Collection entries
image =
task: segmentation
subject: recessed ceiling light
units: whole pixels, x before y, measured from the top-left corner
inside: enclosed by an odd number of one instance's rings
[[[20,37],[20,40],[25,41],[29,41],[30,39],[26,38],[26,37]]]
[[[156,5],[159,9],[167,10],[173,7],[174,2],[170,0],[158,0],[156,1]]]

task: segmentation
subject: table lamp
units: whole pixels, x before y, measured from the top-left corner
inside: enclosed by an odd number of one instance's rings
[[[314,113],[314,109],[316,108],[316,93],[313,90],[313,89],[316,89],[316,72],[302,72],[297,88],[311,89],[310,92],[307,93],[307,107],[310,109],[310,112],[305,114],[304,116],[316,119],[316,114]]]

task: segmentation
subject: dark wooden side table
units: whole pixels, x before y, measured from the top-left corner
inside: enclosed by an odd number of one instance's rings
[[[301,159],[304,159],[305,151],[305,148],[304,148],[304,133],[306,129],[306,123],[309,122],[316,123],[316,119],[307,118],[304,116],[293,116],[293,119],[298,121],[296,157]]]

Work instructions
Turn every line of the entries above into a row of a two-column Markdown table headed "Row" and "Line". Number the rows in order and leave out blank lines.

Answer to this task
| Row | Line |
|---|---|
| 1 | image = |
| 2 | task: segmentation |
| 3 | subject: recessed ceiling light |
| 4 | units: whole pixels, x before y, measured from the top-left corner |
| 5 | inside: enclosed by an odd number of one instance's rings |
| 6 | [[[20,37],[20,40],[25,41],[29,41],[30,39],[26,38],[26,37]]] |
| 7 | [[[156,5],[159,9],[167,10],[173,7],[174,2],[170,0],[158,0],[156,1]]] |
| 8 | task: segmentation |
| 9 | subject: table lamp |
| 10 | units: whole pixels, x before y, measured from the top-left corner |
| 11 | inside: enclosed by an odd number of one instance's rings |
| 12 | [[[314,113],[314,109],[316,108],[316,93],[313,90],[313,89],[316,89],[316,72],[302,72],[297,88],[311,89],[310,92],[307,93],[307,107],[310,109],[310,112],[305,114],[304,116],[316,119],[316,114]]] |
| 13 | task: segmentation |
| 14 | subject: dark wooden side table |
| 15 | units: whole pixels, x before y, measured from the top-left corner |
| 16 | inside: enclosed by an odd number of one instance's rings |
| 17 | [[[301,159],[304,159],[305,151],[305,148],[304,148],[304,133],[306,129],[306,123],[309,122],[316,123],[316,119],[307,118],[304,116],[293,116],[293,119],[298,121],[296,157]]] |